▶ **Textauszug**:

◆ ◆ ◆ ◆

Wer schon einmal in einem Kloster war, weiß: Klosterleben ist nicht nur Entspannung. Da gibt es viel zu tun. Auch der Kreuzgang auf der Titelseite hat schon bessere Zeiten erlebt: Da sind Sträucher zu beschneiden, Laub zu kehren und die Steine vom Moos zu befreien.
Klöster sind seit dem frühen Mittelalter immer auch Wirtschaftsbetriebe gewesen, oft mit hoher Bedeutung für ihr Umfeld. Durch meine katholische ältere Schwester hatte ich von klein auf mit Nonnen und Mönchen zu tun – fleißigen und sehr bodenständigen Menschen. Und trotzdem: Gestresst wirkten sie auf mich nie. Im Gegenteil, ich habe Angehörige solcher Gemeinschaften (es gibt auch viele evangelische Kommunitäten) meist als besonders schöne, in sich ruhende Menschen empfunden.
Ora et labora – bete und arbeite. Dieses Motto wird seit dem Spätmittelalter als Kurzfassung der Regel des Benediktinerordens überliefert. Unser Kirchenvorstandsmitglied Thomas Fröhner hat mich letztens darauf aufmerksam gemacht, dass es vollständig heißt: „ora et labora et lege“ – bete und arbeite und lies. In dieser Abwechslung von Gebet, Arbeit und Lesung in der Heiligen Schrift finden Menschen – mitten im Alltag – zu ihrer Mitte, zu Gott.
Diese geistliche Form der Entschleunigung wollen wir in der diesjährigen Karwoche einmal mit Ihnen und Euch ausprobieren. Im Rahmen von „Ora-et-labora-Tagen“ werden wir gemeinsam beten, arbeiten und auf Gottes Wort hören – hier mitten in Löbtau. Wer Lust hat, das auszuprobieren, ist dazu herzlich eingeladen! Im Wechsel von Aktivität und Besinnung werden wir den Leidensweg Jesu mitgehen und uns innerlich auf das Fest seiner Auferstehung vorbereiten.

◆ ◆ ◆ ◆

▶ **Gezeigte Einträge**:
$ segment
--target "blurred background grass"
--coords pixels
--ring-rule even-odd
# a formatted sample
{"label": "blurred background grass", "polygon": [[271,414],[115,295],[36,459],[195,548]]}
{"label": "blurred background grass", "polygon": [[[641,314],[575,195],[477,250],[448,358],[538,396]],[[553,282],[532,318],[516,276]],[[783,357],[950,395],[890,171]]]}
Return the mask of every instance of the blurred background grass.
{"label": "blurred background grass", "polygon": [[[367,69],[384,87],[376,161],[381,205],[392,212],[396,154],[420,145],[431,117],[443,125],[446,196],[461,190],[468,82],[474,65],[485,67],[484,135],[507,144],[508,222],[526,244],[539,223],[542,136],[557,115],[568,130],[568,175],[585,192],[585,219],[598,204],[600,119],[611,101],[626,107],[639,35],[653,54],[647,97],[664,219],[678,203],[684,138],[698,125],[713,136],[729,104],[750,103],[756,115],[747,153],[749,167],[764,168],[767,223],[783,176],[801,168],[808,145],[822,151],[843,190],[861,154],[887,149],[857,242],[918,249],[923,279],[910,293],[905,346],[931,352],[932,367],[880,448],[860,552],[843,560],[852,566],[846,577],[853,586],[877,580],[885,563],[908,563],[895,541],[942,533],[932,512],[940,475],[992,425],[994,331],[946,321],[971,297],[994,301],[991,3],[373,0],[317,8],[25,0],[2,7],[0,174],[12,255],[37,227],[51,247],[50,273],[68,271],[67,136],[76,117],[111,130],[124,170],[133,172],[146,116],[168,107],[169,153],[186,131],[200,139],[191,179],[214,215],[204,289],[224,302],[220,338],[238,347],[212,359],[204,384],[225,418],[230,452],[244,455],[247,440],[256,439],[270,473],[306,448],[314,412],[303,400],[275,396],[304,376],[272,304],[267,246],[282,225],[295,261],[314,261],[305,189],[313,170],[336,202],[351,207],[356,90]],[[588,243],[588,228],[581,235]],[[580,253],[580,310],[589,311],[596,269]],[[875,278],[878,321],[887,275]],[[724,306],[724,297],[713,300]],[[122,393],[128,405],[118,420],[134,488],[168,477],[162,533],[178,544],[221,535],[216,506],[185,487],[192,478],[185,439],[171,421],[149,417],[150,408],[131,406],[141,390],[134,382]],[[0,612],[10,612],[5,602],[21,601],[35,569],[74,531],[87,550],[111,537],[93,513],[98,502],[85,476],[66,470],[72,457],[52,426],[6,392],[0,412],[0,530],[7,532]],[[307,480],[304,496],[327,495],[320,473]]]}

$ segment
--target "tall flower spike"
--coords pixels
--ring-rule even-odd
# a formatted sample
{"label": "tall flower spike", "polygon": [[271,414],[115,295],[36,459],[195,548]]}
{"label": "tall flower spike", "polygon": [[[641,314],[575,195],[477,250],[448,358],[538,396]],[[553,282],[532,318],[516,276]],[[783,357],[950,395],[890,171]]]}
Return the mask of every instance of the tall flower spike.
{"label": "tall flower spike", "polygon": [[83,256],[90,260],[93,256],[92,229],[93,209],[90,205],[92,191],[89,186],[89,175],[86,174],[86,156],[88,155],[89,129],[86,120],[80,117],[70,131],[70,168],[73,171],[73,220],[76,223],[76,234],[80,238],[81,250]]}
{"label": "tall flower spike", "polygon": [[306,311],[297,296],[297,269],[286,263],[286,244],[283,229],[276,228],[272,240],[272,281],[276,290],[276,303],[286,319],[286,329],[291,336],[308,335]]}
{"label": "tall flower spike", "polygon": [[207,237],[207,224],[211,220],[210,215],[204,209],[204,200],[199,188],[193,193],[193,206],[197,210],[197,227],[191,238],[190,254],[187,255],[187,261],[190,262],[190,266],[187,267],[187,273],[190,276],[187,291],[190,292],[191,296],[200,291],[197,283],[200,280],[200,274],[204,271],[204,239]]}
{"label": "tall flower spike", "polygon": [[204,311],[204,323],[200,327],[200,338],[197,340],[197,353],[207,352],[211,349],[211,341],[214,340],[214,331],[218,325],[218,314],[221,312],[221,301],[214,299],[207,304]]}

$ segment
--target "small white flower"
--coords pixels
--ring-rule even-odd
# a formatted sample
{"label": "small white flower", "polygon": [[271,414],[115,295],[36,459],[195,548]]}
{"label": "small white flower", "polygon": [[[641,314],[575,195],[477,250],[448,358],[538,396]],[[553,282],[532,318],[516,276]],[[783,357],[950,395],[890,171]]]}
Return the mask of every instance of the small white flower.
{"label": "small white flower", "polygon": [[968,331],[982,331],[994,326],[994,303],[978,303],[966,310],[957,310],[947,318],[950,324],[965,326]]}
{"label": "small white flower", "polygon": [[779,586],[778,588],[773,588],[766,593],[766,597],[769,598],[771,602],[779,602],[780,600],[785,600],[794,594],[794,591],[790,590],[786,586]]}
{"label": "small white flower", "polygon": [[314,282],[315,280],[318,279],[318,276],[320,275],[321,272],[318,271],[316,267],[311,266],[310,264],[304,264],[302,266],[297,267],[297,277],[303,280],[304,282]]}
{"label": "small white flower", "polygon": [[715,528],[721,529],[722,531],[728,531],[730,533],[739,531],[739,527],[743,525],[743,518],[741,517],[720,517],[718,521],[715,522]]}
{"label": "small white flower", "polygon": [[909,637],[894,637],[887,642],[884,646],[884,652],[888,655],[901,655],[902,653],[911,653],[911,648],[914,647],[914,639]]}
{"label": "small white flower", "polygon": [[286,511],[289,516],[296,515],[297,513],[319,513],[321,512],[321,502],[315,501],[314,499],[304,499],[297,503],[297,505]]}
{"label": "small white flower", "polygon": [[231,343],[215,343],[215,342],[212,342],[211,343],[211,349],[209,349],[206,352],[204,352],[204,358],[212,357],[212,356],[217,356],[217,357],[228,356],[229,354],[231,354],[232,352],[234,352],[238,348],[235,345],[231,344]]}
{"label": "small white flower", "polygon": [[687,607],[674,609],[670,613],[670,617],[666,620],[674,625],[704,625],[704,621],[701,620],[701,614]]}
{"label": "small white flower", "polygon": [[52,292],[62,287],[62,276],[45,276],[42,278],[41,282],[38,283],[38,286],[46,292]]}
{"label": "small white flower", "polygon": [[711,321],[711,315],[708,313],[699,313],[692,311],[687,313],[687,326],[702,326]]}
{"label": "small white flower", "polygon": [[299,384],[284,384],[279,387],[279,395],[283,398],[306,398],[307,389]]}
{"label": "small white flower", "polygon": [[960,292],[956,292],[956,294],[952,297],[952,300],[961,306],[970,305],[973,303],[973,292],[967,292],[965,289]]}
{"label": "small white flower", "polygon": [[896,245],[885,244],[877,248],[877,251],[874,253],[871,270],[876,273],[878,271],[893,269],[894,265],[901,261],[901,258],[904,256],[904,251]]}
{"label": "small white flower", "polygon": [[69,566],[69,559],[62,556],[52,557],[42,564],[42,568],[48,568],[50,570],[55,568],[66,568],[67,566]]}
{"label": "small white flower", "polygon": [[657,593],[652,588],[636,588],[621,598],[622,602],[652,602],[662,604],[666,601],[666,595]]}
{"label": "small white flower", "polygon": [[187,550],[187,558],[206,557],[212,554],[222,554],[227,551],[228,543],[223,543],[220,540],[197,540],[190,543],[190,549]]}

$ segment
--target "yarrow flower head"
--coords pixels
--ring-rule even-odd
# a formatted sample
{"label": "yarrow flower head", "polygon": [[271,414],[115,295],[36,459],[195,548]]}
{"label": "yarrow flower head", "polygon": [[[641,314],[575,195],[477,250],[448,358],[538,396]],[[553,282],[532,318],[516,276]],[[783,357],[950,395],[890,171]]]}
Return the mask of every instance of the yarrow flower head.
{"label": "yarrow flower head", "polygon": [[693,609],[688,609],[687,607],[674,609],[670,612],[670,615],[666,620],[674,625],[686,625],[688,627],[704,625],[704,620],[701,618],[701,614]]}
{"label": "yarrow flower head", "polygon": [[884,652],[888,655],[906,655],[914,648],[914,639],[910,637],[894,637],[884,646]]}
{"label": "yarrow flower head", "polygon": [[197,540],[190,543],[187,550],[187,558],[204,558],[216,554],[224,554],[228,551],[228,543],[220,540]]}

◆ ◆ ◆ ◆

▶ **Aufgabe**: Erläutern Sie anhand des Textauszugs über das Klosterleben, weshalb dort der Abwechslung von Gebet, Arbeit und Lesung in der Heiligen Schrift Bedeutung zukommt. Die Antwort umfasst ein bis drei Sätze.

▶ **Erledigte Aufgabe**: In dieser Abwechslung von Gebet, Arbeit und Lesung finden Menschen mitten im Alltag zu ihrer Mitte, zu Gott. Aus diesem Grund soll diese geistliche Form der Entschleunigung in der Karwoche im Rahmen von „Ora-et-labora-Tagen“ in Löbtau gemeinsam ausprobiert werden.